* **Try it**
Rewrite the passage of the IBD treatment-decision text starting with "Younger IBD patients" and going on through "the long-term run.", switching "adherence" to "compliance".

* **Text**
S. Vavricka1, G. Rogler1, E. Safroneeva2, A. Schoepfer*3

1University of Zurich, Gastroenterology and Hepatology, Zurich, Switzerland, 2University of Bern, Institute of Social and Preventive Medicine, Bern, Switzerland, 3Centre Hospitalier Universitaire Vaudois, Gastroenterology and Hepatology, Lausanne, Switzerland


Non-adherence to medical treatment in patients with inflammatory bowel disease (IBD) is a matter of a grave concern. Active participation in therapeutic decision making, as one of the aspects of patient empowerment, has potential to increase adherence to therapy. However, data from large studies on patients' participation in therapeutic decision making in IBD is scarce. Therefore, we aimed to evaluate the patients' role in therapeutic decision making.


A paper-based 15-item questionnaire was developed by IBD experts and sent to 2,100 members of the Swiss Association of IBD patients in September, 2014. In addition to patient baseline characteristics, the patients were asked about their experience in regards to developing a therapeutic concept together with their treating gastroenterologist.


A total of 824/2,100 (39.2%) adult IBD patients sent back the completed questionnaires. Of these patients, 66% were female, 57% had CD, 41% had UC, and 2% had unclassified IBD. The age distribution was as follows: 31% were aged up to 40 years, 47% were between 41-60 years, and 22% were > 60 years old. When being asked "How actively were you involved in therapy decisions?" patients chose the following options: 50% told that their gastroenterologist proposed one particular therapy regimen which they followed, 23% told that their gastroenterologists provided them with several therapeutic options of which they chose one, 8% of patients told that they read about various therapeutic options on the internet before discussing their therapy of choice with the gastroenterologist, 7% told that due to their activity in the IBD patients organization they already made their mind about a particular therapy option which they proceeded to discuss with their gastroenterologist, 7% of patients told that they decided for another therapy than the one recommended by their gastroenterologist, and 5% of patients noted that their gastroenterologist provided them with several therapy options, but they thought it is upon the gastroenterologist to select the appropriate treatment. Older patients (55 years of age and older) were more likely to choose the option that it is upon the gastroenterologist to select the appropriate treatment when compared to younger patients (< 55 years) (12.7% vs. 3.6%, p < 0.001). The shorter the disease duration, the more frequently patients followed the therapy recommendation provided by their gastroenterologist.


Younger IBD patients tend to be more actively involved in therapeutic decision making when compared to older IBD patients. The knowledge of patient-specific information seeking behaviors may help gastroenterologists to improve adherence to medical treatments in the long-term run.

* **Data extracts**
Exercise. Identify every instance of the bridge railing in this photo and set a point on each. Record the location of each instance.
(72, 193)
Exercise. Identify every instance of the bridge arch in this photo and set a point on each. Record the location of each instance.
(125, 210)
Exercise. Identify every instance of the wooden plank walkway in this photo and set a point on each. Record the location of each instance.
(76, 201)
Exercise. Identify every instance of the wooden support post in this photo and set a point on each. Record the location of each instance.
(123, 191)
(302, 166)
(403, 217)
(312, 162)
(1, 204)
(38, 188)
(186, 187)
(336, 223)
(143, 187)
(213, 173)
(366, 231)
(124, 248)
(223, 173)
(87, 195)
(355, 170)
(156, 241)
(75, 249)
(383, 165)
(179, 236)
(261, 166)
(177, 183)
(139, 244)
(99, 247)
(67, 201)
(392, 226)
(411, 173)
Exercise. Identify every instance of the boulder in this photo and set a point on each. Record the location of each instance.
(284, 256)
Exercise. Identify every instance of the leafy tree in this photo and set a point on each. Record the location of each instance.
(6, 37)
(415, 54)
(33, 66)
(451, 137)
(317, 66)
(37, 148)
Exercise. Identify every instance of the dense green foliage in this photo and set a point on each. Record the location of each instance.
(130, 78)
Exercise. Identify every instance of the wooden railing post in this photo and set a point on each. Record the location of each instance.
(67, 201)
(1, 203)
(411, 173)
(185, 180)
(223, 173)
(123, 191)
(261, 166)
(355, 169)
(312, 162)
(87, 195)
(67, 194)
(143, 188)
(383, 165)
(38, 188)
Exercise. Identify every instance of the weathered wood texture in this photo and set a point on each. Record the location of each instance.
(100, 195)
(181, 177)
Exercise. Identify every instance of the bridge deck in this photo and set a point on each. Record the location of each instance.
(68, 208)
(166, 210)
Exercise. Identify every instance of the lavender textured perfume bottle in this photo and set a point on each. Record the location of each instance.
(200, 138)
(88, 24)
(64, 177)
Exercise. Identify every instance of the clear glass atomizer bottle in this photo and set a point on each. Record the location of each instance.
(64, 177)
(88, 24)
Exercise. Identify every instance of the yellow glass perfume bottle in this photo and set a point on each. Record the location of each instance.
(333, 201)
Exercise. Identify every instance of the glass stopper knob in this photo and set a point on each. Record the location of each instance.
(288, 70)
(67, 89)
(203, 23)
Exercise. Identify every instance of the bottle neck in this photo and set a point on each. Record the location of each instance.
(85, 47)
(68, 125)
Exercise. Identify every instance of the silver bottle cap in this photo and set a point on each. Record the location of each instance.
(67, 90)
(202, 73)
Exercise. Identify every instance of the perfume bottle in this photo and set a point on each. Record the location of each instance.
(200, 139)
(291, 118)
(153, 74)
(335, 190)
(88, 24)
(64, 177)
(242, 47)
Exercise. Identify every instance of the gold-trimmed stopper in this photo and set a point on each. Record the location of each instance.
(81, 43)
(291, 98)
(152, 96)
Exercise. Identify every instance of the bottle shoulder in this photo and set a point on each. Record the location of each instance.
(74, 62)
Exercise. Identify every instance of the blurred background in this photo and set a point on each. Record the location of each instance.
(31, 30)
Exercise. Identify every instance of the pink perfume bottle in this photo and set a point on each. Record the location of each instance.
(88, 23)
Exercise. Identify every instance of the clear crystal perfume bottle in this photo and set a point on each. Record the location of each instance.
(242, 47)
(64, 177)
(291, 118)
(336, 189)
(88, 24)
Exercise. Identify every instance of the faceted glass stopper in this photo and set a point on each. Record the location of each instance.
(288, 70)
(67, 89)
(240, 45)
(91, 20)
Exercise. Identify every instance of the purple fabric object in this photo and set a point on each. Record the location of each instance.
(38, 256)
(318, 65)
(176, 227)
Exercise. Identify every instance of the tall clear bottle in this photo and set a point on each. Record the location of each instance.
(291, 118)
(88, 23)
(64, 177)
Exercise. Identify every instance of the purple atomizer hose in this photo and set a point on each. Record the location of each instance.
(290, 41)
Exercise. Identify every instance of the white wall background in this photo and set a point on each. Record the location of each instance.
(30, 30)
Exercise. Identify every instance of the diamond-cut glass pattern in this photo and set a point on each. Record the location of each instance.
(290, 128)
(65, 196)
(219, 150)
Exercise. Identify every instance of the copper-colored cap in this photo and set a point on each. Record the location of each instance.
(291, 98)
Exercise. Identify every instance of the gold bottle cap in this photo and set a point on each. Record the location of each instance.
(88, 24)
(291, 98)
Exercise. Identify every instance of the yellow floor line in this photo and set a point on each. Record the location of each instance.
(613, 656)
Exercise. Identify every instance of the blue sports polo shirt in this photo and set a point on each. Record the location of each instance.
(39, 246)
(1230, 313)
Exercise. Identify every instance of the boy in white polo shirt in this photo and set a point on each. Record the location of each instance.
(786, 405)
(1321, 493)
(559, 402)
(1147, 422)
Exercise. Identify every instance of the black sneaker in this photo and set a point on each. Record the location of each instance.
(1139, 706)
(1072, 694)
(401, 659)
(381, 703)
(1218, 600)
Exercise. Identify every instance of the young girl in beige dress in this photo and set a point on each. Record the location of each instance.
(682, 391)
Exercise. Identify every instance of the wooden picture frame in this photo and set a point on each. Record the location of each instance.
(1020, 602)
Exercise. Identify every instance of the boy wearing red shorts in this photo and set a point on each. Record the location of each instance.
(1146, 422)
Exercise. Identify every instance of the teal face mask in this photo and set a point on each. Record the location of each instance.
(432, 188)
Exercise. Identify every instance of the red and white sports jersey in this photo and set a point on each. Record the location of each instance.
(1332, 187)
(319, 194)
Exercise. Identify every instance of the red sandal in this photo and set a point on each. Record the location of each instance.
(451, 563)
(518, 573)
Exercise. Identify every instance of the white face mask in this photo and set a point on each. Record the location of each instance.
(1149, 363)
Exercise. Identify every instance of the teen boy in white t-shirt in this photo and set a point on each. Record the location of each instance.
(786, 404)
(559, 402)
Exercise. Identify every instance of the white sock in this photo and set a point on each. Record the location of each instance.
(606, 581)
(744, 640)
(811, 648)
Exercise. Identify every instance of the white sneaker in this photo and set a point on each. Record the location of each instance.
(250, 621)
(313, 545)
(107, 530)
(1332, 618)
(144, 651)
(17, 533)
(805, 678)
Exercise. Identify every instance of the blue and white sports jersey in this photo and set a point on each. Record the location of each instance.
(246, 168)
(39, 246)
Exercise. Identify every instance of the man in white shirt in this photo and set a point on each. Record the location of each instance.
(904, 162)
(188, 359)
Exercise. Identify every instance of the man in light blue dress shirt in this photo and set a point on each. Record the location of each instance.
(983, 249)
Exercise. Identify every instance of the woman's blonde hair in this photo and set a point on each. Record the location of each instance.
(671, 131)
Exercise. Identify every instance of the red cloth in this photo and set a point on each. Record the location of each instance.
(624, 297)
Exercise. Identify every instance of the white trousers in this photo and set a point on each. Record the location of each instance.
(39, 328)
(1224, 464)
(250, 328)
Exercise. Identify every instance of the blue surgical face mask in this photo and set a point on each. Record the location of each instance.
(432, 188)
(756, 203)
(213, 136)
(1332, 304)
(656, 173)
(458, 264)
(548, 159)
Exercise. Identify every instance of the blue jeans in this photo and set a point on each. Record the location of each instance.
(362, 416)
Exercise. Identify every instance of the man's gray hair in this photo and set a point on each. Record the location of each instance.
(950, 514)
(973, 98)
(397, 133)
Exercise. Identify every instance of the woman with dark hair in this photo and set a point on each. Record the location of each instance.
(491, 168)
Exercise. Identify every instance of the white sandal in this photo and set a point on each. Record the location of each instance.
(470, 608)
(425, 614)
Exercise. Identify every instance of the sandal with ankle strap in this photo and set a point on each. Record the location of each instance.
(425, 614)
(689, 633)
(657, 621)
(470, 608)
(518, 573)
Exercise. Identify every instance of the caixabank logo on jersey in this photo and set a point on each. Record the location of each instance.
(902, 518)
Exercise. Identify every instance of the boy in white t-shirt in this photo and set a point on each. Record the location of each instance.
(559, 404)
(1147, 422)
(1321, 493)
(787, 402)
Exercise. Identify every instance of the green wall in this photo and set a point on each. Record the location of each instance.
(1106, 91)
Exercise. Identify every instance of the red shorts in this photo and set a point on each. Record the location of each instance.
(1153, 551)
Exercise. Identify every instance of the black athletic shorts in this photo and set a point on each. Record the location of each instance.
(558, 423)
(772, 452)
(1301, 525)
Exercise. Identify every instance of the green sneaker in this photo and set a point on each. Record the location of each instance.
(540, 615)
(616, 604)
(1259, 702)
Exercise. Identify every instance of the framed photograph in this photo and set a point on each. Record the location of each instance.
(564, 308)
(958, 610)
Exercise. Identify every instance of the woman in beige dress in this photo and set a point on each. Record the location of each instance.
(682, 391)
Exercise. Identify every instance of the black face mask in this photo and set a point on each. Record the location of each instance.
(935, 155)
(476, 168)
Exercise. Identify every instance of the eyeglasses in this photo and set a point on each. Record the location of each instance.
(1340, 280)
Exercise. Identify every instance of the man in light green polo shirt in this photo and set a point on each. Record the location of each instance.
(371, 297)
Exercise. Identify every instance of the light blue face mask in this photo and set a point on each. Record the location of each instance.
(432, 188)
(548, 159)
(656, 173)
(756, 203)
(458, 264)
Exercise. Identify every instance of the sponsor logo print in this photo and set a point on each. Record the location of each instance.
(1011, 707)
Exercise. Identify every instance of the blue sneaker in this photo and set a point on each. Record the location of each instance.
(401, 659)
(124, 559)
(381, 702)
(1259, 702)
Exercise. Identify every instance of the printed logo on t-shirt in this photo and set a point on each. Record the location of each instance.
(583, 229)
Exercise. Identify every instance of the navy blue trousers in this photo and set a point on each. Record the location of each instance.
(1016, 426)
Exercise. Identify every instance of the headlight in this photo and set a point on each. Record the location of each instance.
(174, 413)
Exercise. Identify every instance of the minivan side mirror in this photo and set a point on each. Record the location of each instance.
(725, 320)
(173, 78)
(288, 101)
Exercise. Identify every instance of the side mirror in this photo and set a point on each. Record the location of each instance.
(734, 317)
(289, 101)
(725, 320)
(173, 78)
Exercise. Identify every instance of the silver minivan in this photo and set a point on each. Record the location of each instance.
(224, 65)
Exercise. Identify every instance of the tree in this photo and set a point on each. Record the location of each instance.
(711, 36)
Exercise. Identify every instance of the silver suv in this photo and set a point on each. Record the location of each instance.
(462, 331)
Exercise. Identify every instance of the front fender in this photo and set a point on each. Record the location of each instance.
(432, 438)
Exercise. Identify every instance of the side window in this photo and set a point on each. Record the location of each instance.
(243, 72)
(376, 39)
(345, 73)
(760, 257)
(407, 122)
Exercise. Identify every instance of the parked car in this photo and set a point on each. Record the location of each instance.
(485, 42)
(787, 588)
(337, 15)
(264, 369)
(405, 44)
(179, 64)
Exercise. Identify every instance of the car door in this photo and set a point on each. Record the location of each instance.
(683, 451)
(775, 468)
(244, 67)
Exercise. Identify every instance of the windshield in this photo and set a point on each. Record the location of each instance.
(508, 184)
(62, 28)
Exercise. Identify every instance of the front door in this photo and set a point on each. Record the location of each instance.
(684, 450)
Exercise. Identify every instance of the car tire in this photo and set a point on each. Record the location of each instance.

* **Worked solution**
Younger IBD patients tend to be more actively involved in therapeutic decision making when compared to older IBD patients. The knowledge of patient-specific information seeking behaviors may help gastroenterologists to improve compliance to medical treatments in the long-term run.